Lignes de données d'annotation de cadres:
^^^^^^^^
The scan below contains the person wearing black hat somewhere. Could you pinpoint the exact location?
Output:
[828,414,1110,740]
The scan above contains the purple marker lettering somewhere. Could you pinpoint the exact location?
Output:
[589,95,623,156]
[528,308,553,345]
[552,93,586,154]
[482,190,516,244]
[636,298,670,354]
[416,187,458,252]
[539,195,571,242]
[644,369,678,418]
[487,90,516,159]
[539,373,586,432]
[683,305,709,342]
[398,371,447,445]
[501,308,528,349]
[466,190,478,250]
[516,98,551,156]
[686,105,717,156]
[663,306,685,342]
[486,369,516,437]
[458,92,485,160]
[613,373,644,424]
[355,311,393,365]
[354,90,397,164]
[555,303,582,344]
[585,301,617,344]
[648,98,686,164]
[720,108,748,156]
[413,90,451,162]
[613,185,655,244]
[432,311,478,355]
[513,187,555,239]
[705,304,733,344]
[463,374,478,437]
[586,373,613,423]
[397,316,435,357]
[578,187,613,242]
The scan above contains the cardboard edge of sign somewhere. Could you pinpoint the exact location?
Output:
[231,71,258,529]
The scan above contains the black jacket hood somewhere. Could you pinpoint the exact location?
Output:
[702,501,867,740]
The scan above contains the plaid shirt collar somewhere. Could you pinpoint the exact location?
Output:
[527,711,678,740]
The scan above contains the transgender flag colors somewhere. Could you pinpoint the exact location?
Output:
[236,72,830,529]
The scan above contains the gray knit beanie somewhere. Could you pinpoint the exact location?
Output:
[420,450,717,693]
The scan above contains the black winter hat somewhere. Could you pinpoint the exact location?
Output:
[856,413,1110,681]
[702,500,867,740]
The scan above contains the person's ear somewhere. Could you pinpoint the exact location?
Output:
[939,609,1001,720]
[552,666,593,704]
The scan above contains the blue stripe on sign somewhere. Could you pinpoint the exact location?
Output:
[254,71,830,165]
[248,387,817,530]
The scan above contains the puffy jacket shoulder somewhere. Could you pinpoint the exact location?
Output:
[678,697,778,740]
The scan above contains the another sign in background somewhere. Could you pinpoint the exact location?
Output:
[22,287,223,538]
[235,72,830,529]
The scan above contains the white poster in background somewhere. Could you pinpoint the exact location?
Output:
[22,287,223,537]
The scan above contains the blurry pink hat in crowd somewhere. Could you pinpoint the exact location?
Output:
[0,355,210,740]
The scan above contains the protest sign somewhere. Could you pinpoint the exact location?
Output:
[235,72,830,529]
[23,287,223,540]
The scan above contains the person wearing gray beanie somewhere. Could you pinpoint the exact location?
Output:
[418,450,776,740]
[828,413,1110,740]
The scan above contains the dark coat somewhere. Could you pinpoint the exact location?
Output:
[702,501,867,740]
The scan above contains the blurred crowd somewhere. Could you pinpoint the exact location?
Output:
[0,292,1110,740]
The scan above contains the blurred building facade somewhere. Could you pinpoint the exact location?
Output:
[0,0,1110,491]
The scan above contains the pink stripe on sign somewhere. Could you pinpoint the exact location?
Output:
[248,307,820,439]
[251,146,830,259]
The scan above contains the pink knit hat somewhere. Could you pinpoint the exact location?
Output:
^^^^^^^^
Consigne écrite: Pouvez-vous réécrire toutes les lignes, depuis le début jusqu'à celle qui contient "[420,450,717,693]" incluse, en gardant le reste du texte tel quel mais en mettant à l'échelle chaque coordonnée de cadre des réponses, c'est-à-dire en la multipliant par 1,7 puis en l'arrondissant à l'entier le plus proche, les demis vers le haut ?

Réponse:
The scan below contains the person wearing black hat somewhere. Could you pinpoint the exact location?
Output:
[1408,704,1887,1258]
The scan above contains the purple marker lettering somewhere. Could you pinpoint the exact location?
Output:
[1001,162,1059,265]
[898,524,940,587]
[938,158,996,262]
[819,323,877,415]
[1081,507,1139,602]
[707,318,779,428]
[916,332,971,411]
[1095,627,1153,711]
[828,153,877,270]
[916,634,996,734]
[1161,519,1205,581]
[677,631,760,757]
[852,524,898,593]
[792,323,813,425]
[877,167,937,265]
[1166,179,1219,265]
[1127,520,1165,581]
[826,627,877,743]
[779,156,825,272]
[1042,634,1095,721]
[604,529,668,621]
[602,153,675,279]
[944,515,989,585]
[995,512,1049,585]
[1102,167,1166,279]
[1224,184,1272,265]
[702,153,767,275]
[1042,315,1114,415]
[734,529,813,604]
[872,318,944,406]
[1199,517,1246,585]
[787,636,813,743]
[996,634,1042,719]
[675,537,740,607]
[983,318,1042,411]
The scan above contains the cardboard edge of sign somewhere. Could you pinpoint the exact location?
Output:
[393,121,439,899]
The scan above contains the black jacket hood somewhere. Could you pinpoint the exact location?
Output:
[1193,852,1474,1258]
The scan above contains the plaid shirt collar somewhere. Could you pinpoint the exact location?
Output:
[896,1209,1153,1258]
The scan above contains the transgender flag colors somewhere. Could you pinpoint the exact location?
Output:
[401,122,1411,899]
The scan above contains the gray knit beanie somewhere. Could you pinpoint the exact location?
Output:
[714,765,1219,1178]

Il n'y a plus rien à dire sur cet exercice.